## [Work request]
All of the data needs to be repeated exactly.
⁂
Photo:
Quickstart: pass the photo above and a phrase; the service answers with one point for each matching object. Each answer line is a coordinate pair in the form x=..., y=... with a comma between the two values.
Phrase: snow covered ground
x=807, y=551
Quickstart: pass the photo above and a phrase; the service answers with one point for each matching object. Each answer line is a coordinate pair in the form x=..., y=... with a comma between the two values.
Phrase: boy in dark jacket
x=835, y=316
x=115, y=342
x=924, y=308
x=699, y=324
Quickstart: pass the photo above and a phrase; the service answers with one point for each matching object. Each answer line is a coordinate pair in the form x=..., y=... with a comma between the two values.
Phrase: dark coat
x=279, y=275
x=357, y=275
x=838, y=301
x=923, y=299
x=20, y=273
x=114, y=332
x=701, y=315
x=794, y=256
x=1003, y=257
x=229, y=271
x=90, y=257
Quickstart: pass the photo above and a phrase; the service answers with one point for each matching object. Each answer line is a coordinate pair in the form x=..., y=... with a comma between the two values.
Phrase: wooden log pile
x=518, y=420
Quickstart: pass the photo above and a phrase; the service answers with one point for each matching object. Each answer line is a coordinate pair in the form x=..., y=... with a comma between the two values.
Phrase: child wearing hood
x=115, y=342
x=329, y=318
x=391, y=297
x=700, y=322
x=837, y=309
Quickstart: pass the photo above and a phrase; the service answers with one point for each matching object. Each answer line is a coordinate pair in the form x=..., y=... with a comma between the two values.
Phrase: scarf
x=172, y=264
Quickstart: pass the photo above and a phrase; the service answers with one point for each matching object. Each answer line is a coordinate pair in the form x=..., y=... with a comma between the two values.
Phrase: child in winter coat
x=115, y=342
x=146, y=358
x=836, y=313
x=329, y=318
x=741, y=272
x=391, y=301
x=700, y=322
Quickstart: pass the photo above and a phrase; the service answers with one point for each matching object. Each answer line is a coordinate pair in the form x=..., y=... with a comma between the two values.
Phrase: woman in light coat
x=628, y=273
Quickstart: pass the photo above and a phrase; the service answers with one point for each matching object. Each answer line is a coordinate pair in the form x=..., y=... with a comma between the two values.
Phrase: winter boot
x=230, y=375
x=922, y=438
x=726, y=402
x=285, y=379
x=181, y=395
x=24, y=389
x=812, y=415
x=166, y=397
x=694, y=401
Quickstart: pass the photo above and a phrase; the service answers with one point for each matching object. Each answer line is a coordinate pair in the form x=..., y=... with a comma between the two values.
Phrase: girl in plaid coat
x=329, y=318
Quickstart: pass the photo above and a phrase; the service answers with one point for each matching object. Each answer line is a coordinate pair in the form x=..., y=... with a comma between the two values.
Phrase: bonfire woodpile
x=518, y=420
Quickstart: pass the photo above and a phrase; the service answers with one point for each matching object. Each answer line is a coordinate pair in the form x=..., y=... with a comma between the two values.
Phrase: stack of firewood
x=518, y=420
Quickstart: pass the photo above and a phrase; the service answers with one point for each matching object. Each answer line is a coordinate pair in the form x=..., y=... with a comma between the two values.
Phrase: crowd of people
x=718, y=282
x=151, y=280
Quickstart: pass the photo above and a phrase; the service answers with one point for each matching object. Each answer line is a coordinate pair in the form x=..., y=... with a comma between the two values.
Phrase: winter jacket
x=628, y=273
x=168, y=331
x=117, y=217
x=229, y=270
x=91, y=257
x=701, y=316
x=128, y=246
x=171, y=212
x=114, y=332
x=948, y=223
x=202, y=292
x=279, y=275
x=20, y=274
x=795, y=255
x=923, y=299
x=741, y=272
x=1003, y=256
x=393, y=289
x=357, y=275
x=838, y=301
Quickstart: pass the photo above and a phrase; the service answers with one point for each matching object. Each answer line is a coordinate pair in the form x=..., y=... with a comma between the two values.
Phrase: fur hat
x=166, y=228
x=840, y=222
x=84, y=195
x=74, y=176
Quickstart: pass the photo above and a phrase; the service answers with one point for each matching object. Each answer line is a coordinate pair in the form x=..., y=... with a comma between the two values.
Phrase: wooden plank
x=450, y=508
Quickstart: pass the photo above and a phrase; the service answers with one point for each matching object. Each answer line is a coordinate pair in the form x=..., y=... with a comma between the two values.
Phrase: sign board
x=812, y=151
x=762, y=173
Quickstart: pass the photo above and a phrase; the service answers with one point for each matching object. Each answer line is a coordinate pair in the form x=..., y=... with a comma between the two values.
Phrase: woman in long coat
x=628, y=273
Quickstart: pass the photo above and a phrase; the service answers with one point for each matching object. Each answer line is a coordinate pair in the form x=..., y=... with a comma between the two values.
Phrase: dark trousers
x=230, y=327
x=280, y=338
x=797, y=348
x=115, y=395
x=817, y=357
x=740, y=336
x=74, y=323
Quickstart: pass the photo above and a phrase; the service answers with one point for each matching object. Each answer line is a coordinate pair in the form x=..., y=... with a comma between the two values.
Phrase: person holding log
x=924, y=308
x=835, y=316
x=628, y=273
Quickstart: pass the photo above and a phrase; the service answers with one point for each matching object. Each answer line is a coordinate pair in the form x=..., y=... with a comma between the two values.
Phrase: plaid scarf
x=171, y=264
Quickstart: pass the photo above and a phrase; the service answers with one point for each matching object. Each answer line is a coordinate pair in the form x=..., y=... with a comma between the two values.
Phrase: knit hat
⁂
## [Written answer]
Photo:
Quickstart: pass the photo above and a phrase; the service answers with one point for each matching object. Each answer line is a coordinate pair in the form x=..., y=... with a comma between the two values.
Phrase: snow covered ground
x=807, y=551
Quickstart: pass the photo above and a phrase; the service answers with one point for each matching object. Each answer line is a coordinate pair in the form x=..., y=... with a comma between the two values.
Phrase: boy in dark jacket
x=835, y=316
x=115, y=342
x=924, y=308
x=699, y=324
Quickstart: pass the photo above and a phrase; the service answers with one point for each matching object. Each answer line is a coordinate pair in the form x=..., y=... with a comma between the two values.
Phrase: dark coat
x=279, y=275
x=357, y=275
x=838, y=301
x=923, y=299
x=20, y=273
x=114, y=332
x=701, y=315
x=794, y=256
x=1003, y=257
x=229, y=271
x=90, y=257
Quickstart: pass the photo above and a phrase; the service answers with one point for each matching object. Each answer line is a coordinate pair in the form x=..., y=... with a comma between the two values.
Phrase: wooden log pile
x=518, y=420
Quickstart: pass the photo above and a phrase; the service answers with one point for each matching object. Each answer line is a coordinate pair in the form x=..., y=... with a comma between the two values.
Phrase: child wearing hood
x=115, y=342
x=329, y=318
x=391, y=297
x=700, y=322
x=837, y=309
Quickstart: pass the photo above and a phrase; the service answers with one point for each matching object. Each answer line is a coordinate pair in the form x=..., y=... with a comma between the two values.
Phrase: scarf
x=172, y=264
Quickstart: pass the photo above and a phrase; the service answers with one point for each matching object. Each answer line is a coordinate pair in the form x=..., y=... with a comma between the two values.
Phrase: child in winter coat
x=115, y=342
x=146, y=358
x=836, y=313
x=329, y=318
x=741, y=272
x=391, y=301
x=700, y=322
Quickstart: pass the photo above and a phrase; the service answers with one point for each matching object. Each answer line is a coordinate pair in the form x=..., y=... with a comma between the two values.
Phrase: woman in light coat
x=628, y=273
Quickstart: pass the photo above and a phrase; the service answers with one point for each matching object. Each answer line is a coordinate pair in the form x=..., y=... with a comma between the two values.
Phrase: winter boot
x=230, y=375
x=922, y=438
x=726, y=402
x=285, y=379
x=181, y=395
x=24, y=389
x=812, y=415
x=166, y=397
x=694, y=401
Quickstart: pass the photo above and a phrase; the service answers with one point for each matching object. Each answer line is a coordinate pair in the form x=..., y=... with a comma between the two values.
Phrase: girl in plaid coat
x=329, y=318
Quickstart: pass the photo above and a phrase; the service answers with one point for each matching object. Each answer line is a coordinate pair in the form x=..., y=... with a comma between the two values.
Phrase: bonfire woodpile
x=518, y=420
Quickstart: pass the photo above and a phrase; the service answers with one point for each matching object. Each answer line is a coordinate pair in the form x=..., y=... with a comma between the two values.
Phrase: stack of firewood
x=518, y=420
Quickstart: pass the photo above and a phrase; the service answers with one point for each matching object. Each answer line is a coordinate pair in the form x=..., y=... with a comma between the two values.
Phrase: crowd of people
x=718, y=282
x=151, y=280
Quickstart: pass the photo above and a phrase; the service answers with one point for each matching object. Each answer line is a coordinate pair in the form x=..., y=... with a comma between the two values.
Phrase: winter jacket
x=628, y=273
x=168, y=331
x=117, y=217
x=229, y=270
x=91, y=257
x=701, y=316
x=128, y=246
x=171, y=212
x=114, y=332
x=948, y=223
x=202, y=292
x=279, y=275
x=20, y=274
x=795, y=255
x=923, y=299
x=741, y=272
x=1003, y=256
x=393, y=289
x=357, y=275
x=838, y=301
Quickstart: pass the photo above and a phrase; the service answers with one point for each matching object. Each answer line is a coordinate pair in the form x=..., y=... with a comma between the two values.
Phrase: fur hat
x=166, y=228
x=840, y=222
x=84, y=195
x=74, y=176
Quickstart: pass the photo above and a phrase; the service answers with one point for each matching object. Each answer line is a coordinate pair in the form x=..., y=... with a comma between the two values.
Phrase: wooden plank
x=450, y=508
Quickstart: pass the photo above and a phrase; the service answers with one point for each matching object. Each answer line is a coordinate pair in the form x=..., y=... with a comma between the two values.
Phrase: sign board
x=812, y=151
x=762, y=173
Quickstart: pass the photo above and a phrase; the service answers with one point for each matching object. Each answer line is a coordinate pair in the form x=..., y=... with a comma between the two values.
Phrase: woman in long coat
x=628, y=273
Quickstart: pass the photo above and a phrase; the service answers with one point for each matching object. Each answer line is a coordinate pair in the form x=..., y=... with a comma between the two values.
Phrase: dark trousers
x=230, y=327
x=280, y=338
x=797, y=348
x=115, y=395
x=817, y=357
x=740, y=336
x=74, y=323
Quickstart: pass the photo above and a phrase; the service answers with one point for each matching object. Each answer line is a coordinate pair in the form x=..., y=... with a comma between the two values.
Phrase: person holding log
x=924, y=308
x=835, y=316
x=628, y=273
Quickstart: pass the photo above and a phrase; the service answers with one point for each matching object. Each answer line is a coordinate pair in the form x=..., y=... with a comma between the two values.
Phrase: plaid scarf
x=171, y=264
Quickstart: pass the photo above and a phrase; the service answers with one point for each matching object. Each answer line is a coordinate pair in the form x=..., y=... with a comma between the two values.
Phrase: knit hat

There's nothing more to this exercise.